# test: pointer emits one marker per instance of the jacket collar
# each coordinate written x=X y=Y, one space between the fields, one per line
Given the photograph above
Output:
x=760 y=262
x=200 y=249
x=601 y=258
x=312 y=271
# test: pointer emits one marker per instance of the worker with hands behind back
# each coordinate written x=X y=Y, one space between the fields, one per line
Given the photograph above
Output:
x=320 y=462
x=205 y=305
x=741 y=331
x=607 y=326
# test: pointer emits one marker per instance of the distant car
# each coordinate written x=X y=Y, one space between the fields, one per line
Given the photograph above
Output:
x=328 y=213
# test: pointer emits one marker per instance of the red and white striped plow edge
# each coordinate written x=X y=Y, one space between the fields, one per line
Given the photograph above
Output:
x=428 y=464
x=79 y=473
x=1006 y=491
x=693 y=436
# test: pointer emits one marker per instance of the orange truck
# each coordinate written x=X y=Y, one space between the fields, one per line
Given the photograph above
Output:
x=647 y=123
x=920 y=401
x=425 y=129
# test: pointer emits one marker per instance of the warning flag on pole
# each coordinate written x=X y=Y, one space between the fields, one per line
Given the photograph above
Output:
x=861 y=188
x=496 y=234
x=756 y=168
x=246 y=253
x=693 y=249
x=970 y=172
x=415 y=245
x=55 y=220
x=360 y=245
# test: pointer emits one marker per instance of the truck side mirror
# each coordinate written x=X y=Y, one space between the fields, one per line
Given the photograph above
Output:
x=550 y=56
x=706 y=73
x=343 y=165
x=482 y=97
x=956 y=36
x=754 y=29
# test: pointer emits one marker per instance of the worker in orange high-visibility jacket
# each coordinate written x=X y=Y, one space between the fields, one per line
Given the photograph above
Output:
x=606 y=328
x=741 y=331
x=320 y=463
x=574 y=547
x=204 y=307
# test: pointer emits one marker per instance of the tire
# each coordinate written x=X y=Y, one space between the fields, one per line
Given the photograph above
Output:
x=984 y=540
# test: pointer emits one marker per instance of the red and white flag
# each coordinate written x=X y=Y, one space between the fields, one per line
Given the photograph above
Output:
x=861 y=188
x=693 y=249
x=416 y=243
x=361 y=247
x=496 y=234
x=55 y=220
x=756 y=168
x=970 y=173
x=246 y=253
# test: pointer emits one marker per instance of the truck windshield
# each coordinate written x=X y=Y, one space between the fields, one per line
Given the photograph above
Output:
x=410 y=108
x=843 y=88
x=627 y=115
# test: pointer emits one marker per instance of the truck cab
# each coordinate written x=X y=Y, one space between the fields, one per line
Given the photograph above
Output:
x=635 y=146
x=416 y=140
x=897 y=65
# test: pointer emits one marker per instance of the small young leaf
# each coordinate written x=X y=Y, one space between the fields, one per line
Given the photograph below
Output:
-=-=-
_What you have to do_
Recast the data as a JSON list of strings, one string per line and no blank lines, starting with the first line of the data and going on through the line containing "x=312 y=271", that line included.

_The solution_
[
  "# test: pointer emits one marker per instance of the jacket collar",
  "# each coordinate written x=X y=Y, one space between the fields, one per line",
  "Given the photograph above",
  "Output:",
  "x=760 y=262",
  "x=200 y=249",
  "x=601 y=258",
  "x=312 y=271"
]